TASK - Could you transcribe all the entries exactly, omitting the pictures?

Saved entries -
==========

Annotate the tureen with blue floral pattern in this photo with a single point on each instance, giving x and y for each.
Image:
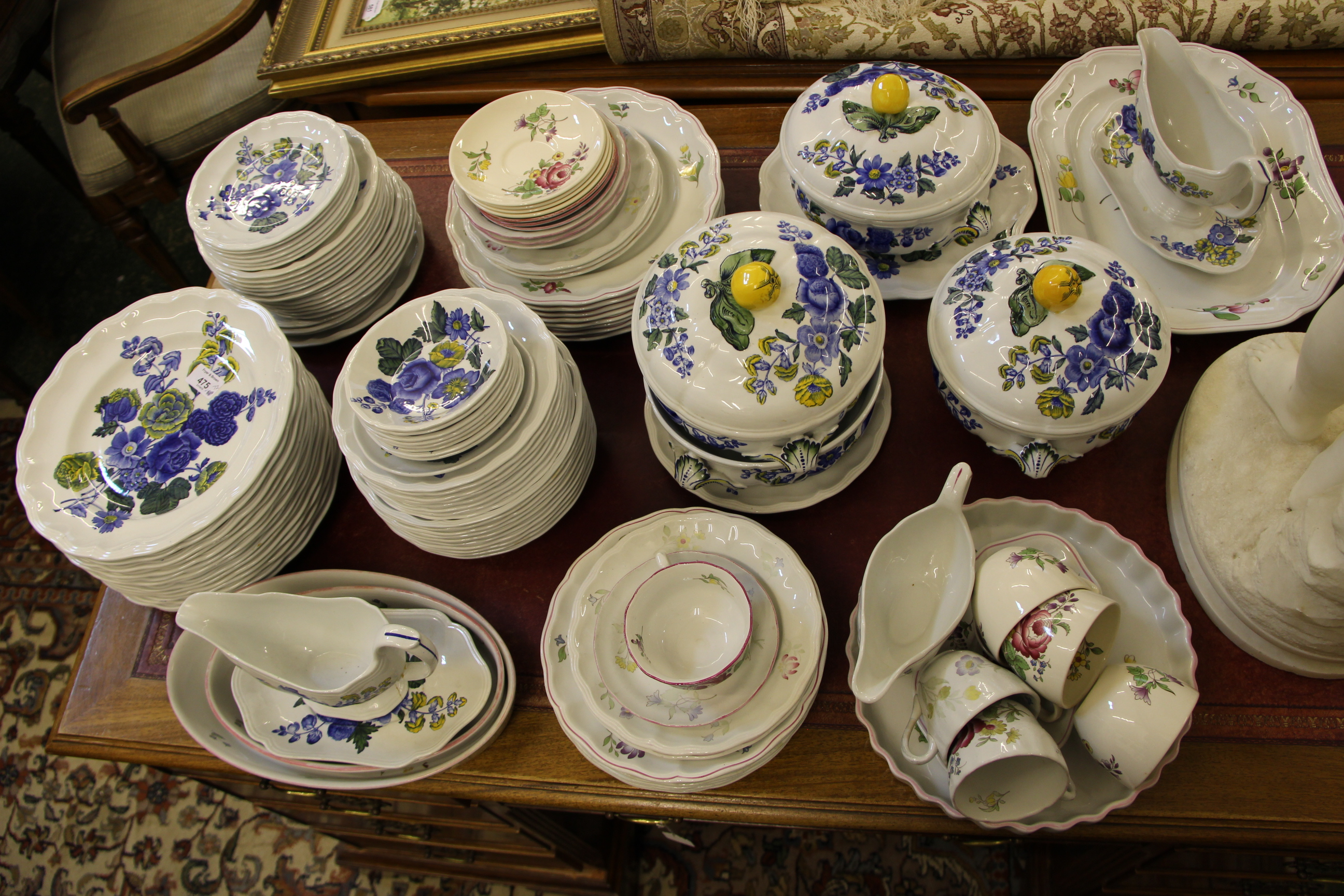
(1046, 347)
(894, 147)
(759, 330)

==========

ANSWER FOR THE TASK -
Annotate the tureen with blue floral pattern in this photo with a single point on each instance, giving x and y for each.
Image:
(1046, 347)
(894, 147)
(759, 330)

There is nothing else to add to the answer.